▼▼▼
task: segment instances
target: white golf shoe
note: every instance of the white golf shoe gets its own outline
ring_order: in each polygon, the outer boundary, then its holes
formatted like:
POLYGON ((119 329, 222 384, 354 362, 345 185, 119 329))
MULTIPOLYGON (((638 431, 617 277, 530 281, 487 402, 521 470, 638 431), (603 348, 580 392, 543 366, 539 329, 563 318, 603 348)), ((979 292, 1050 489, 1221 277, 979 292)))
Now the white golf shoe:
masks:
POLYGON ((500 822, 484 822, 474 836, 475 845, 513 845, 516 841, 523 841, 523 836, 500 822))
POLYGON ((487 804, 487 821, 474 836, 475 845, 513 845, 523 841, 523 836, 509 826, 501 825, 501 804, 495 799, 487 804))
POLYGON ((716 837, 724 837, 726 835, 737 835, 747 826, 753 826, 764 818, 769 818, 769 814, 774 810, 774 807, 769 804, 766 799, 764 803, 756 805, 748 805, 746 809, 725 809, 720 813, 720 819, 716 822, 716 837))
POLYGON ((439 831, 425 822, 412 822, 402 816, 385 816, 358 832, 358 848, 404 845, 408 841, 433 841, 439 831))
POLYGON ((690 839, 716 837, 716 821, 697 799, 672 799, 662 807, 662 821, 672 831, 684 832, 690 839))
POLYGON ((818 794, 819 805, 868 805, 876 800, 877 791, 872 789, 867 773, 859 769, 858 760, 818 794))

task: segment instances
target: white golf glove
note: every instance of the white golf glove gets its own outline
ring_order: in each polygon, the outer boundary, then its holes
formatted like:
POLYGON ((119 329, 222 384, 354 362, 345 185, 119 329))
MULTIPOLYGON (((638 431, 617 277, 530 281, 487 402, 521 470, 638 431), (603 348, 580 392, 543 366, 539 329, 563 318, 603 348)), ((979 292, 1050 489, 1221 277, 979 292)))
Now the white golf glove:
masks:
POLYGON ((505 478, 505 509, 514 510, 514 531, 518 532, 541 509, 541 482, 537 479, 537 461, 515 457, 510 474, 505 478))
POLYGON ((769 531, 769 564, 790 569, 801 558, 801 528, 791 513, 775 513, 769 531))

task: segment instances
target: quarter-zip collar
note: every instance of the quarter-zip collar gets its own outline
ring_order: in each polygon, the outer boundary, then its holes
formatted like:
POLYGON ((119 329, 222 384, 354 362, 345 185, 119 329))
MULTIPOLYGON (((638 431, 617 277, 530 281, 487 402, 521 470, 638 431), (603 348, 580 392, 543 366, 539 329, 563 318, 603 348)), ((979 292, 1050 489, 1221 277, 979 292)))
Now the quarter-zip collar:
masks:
▲▲▲
Count the lines above that contain the word "every", treating uppercase and lowercase as different. Reply with the number only.

3